(Stored entries)

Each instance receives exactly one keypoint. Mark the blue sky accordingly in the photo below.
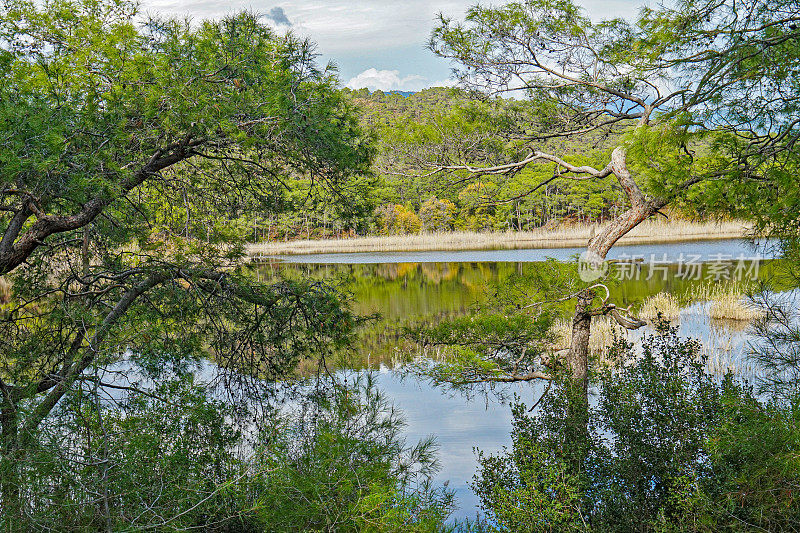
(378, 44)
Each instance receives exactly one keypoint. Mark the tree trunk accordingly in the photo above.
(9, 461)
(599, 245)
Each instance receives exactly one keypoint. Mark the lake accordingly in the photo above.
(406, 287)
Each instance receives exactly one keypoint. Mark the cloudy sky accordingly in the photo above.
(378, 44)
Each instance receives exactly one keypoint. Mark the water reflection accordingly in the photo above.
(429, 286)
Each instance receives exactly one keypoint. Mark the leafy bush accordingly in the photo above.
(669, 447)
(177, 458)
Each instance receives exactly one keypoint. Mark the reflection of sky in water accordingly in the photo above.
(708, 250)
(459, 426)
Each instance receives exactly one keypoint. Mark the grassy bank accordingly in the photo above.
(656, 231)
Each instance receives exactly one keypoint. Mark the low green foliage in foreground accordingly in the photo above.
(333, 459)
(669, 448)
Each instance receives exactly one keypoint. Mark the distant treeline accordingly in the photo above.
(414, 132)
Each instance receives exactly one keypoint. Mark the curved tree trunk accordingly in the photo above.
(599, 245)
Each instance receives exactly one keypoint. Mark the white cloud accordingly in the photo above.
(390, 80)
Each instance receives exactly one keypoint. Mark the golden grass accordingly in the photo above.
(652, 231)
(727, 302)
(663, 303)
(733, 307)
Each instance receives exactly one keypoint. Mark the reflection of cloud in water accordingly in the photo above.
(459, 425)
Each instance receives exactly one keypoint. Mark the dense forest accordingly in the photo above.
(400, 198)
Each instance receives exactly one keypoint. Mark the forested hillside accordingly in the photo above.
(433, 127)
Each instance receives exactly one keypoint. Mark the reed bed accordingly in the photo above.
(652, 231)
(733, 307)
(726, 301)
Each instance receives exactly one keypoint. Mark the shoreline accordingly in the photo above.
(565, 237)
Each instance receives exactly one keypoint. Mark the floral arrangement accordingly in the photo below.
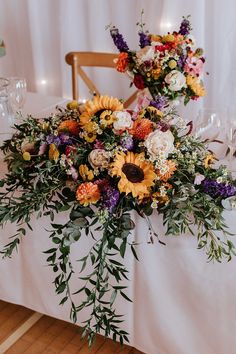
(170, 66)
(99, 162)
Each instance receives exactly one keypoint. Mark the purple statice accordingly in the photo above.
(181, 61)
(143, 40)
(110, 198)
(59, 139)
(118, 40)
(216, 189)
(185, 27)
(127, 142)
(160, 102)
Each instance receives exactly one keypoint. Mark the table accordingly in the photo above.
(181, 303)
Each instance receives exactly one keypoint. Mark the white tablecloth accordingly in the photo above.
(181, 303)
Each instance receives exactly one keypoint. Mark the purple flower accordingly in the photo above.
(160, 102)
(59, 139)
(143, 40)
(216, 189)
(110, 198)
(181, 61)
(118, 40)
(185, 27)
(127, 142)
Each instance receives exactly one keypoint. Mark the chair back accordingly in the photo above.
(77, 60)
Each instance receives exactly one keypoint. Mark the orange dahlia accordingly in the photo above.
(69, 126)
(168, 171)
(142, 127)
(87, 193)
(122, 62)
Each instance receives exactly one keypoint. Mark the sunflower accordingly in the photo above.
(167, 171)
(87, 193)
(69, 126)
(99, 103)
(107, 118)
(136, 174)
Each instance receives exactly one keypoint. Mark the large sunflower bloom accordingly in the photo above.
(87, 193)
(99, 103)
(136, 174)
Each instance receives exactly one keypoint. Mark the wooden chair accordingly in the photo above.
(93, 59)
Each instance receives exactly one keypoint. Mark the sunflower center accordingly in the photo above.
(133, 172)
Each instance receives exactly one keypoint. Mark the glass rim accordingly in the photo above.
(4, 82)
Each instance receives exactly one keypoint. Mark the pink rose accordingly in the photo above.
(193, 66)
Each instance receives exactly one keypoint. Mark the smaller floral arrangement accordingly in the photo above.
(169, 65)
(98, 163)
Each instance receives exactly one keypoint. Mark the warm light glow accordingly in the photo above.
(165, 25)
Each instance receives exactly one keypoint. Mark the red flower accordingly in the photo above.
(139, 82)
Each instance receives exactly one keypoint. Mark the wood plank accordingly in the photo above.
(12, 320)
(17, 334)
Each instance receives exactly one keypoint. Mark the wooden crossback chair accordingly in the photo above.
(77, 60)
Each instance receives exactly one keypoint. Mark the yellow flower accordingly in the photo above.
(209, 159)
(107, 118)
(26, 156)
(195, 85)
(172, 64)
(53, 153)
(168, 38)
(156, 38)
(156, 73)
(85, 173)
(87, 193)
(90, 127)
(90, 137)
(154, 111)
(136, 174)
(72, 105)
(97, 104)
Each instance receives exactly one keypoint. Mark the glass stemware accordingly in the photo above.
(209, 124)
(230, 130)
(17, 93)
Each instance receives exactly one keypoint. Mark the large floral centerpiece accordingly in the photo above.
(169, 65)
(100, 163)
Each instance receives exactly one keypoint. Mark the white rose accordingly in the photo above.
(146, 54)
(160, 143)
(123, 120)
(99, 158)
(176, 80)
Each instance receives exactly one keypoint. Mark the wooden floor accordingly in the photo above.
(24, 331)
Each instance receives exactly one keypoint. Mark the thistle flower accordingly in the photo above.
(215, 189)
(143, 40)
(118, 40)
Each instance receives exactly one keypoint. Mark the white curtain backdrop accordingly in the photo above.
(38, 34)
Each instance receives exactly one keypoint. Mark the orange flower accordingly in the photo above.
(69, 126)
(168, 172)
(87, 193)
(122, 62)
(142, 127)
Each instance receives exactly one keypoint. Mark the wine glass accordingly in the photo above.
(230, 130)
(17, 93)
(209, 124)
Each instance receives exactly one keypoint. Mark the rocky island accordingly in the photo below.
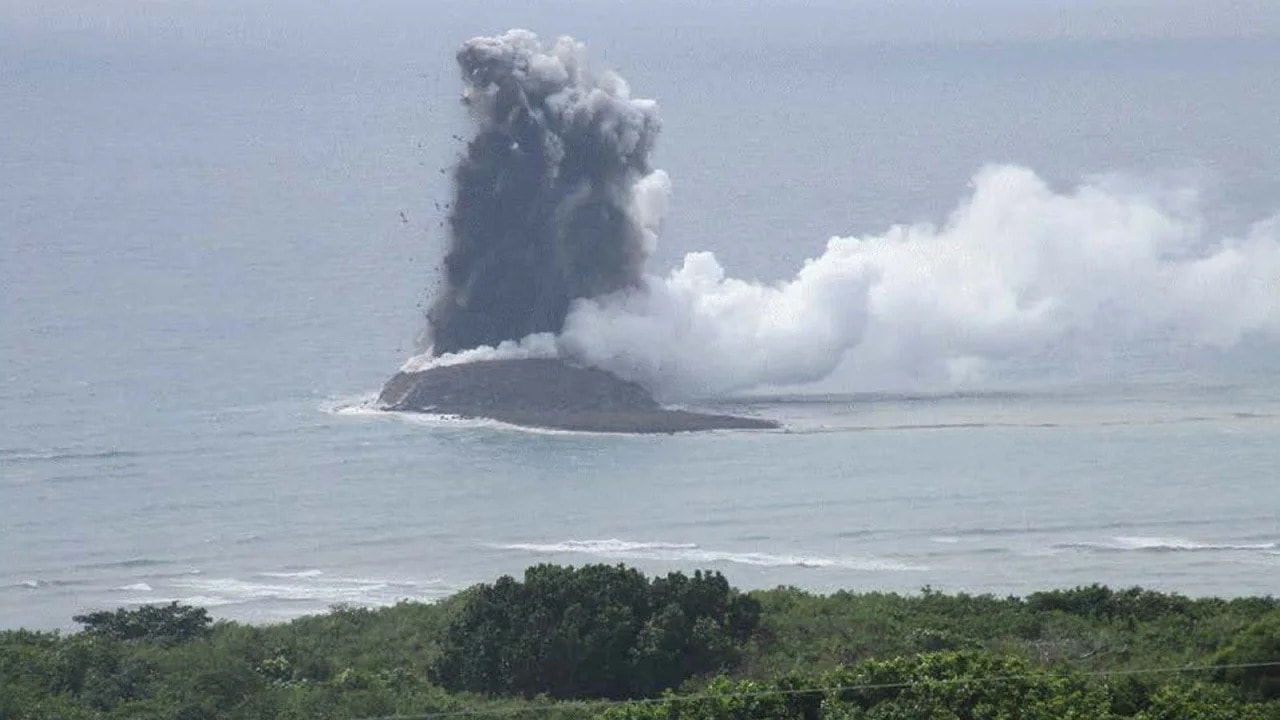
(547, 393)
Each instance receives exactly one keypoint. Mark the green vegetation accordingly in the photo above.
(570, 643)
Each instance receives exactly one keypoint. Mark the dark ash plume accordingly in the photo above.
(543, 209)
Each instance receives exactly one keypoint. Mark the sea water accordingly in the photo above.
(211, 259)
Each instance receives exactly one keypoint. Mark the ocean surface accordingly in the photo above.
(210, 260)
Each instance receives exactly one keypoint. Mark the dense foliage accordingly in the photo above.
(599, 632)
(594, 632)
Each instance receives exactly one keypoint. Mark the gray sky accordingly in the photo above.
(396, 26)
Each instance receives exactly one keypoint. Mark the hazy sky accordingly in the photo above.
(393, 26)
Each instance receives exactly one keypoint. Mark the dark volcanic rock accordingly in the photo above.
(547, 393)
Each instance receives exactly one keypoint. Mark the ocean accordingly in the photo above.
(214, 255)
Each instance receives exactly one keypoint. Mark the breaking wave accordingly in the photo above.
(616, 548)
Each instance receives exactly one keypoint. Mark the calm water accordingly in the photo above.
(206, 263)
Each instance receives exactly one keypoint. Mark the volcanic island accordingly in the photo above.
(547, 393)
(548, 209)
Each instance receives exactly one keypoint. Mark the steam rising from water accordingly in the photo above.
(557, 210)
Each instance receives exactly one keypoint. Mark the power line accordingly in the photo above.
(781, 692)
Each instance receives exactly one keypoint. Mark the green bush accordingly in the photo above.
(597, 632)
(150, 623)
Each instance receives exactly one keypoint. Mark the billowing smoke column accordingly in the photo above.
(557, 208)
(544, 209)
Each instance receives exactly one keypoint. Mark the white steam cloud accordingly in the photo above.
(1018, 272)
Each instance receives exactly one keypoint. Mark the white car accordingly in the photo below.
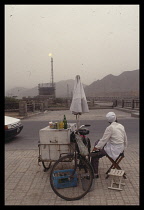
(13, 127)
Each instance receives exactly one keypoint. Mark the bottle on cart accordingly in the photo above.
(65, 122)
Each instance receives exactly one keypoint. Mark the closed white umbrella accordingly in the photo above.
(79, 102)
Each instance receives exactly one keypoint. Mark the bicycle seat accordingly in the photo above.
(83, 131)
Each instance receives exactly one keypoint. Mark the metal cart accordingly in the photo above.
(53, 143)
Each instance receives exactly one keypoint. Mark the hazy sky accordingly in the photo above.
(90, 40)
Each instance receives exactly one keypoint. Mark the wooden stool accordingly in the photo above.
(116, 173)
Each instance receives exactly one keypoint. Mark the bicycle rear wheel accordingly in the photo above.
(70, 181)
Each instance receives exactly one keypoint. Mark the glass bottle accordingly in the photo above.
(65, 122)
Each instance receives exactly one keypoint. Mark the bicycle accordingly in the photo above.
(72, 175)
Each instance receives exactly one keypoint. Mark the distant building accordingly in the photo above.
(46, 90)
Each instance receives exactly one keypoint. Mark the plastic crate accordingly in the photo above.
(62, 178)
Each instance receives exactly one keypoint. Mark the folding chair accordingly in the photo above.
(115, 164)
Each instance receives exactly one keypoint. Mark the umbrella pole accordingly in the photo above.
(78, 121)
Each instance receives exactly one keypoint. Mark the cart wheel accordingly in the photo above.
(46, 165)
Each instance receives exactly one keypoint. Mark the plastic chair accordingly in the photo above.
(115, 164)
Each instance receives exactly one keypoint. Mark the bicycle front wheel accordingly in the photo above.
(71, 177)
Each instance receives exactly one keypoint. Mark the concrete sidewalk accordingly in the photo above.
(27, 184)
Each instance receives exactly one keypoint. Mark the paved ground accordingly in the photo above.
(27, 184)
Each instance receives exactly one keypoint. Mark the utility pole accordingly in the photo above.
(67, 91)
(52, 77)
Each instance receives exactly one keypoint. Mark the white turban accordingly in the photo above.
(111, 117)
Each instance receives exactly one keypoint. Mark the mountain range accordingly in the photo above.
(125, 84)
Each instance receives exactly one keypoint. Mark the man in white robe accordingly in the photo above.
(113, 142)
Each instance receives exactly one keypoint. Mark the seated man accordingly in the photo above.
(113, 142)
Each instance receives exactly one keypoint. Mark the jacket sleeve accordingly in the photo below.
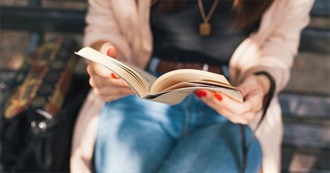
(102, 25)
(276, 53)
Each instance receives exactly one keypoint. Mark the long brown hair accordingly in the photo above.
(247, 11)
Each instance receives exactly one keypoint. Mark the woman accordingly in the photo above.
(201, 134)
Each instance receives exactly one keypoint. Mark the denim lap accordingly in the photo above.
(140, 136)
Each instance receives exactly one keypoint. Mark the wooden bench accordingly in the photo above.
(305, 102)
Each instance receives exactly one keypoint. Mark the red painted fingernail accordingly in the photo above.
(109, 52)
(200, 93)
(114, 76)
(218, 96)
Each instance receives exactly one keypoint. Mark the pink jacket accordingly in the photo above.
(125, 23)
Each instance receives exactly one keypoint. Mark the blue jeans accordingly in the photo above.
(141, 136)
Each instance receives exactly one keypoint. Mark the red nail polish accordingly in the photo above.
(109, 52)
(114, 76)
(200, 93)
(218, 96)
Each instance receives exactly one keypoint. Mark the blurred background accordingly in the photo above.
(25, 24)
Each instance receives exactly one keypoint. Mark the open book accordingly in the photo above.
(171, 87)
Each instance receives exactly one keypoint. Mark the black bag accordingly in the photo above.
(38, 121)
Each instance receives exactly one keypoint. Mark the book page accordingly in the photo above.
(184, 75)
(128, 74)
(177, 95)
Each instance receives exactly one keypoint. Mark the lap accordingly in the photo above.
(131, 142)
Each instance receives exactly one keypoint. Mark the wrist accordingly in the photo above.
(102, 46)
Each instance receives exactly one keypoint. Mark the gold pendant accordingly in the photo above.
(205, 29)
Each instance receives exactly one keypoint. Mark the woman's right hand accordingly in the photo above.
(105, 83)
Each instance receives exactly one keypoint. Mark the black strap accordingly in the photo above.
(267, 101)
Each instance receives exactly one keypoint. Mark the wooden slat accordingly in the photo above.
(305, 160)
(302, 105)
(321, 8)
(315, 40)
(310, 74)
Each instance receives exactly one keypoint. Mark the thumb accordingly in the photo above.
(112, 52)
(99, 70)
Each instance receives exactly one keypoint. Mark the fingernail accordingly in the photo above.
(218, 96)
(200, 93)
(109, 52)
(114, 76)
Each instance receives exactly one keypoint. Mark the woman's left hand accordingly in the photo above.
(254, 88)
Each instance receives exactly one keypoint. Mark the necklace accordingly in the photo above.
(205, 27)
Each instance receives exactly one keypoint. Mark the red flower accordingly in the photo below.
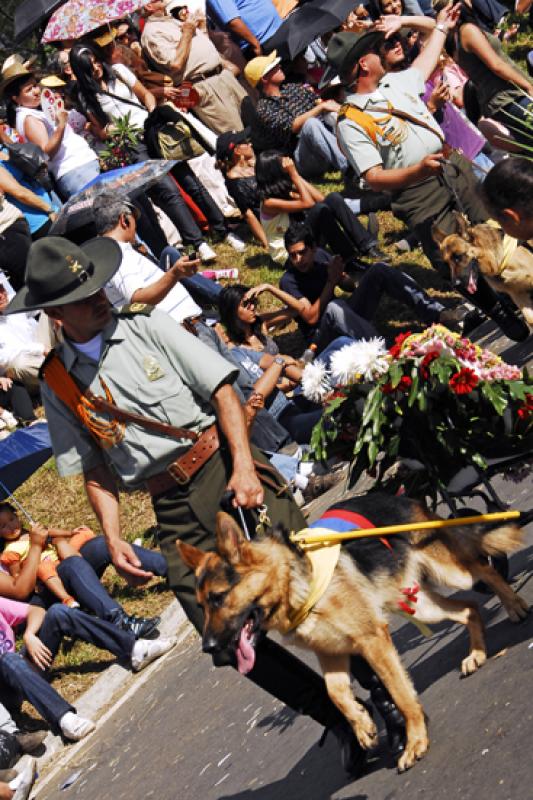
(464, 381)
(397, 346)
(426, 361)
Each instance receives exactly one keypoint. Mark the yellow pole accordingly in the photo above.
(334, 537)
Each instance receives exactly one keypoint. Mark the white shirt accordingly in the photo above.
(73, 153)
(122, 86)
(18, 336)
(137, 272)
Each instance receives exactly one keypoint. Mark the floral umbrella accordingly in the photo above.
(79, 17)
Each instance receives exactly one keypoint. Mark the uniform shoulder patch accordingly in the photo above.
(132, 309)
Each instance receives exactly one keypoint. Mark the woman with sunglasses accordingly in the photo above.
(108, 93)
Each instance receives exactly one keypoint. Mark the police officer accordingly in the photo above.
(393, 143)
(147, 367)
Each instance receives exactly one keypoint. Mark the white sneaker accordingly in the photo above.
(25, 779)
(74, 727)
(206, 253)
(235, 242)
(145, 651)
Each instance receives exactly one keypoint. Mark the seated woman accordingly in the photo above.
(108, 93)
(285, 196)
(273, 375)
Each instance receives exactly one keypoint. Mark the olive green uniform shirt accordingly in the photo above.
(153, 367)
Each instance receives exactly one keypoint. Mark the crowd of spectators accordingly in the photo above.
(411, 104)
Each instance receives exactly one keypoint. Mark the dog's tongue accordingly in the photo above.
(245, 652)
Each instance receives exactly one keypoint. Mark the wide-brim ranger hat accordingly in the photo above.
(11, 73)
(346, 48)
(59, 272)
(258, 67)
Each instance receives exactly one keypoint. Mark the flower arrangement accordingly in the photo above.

_Aim:_ Quote only the lines from the line containing "seated woman accordingly in the photo above." through the end of the entries, keeping the first and the last.

_Full output:_
Each instance receives exactly one keypoint. Mark the seated woman accordingly in the photo above.
(108, 93)
(285, 196)
(273, 375)
Each instance receives exactly one keypoint. Mark the olive green uniform shirt accordingly in the photo above.
(153, 367)
Each instance receives exactly one keypoint. Mark the crowd of spectators accordingly in the photo above.
(411, 104)
Each instance receives exactly one keypoint. Mark the dog's tongue accordingly in the photo above.
(245, 652)
Each instance receives exactly one keypoint. Mark the wide-brim ranger hat accordingly in the photo above.
(11, 73)
(346, 48)
(59, 272)
(258, 67)
Each instance receives exactly one keypoint. Mark the flower arrangement accordingly in the photo above.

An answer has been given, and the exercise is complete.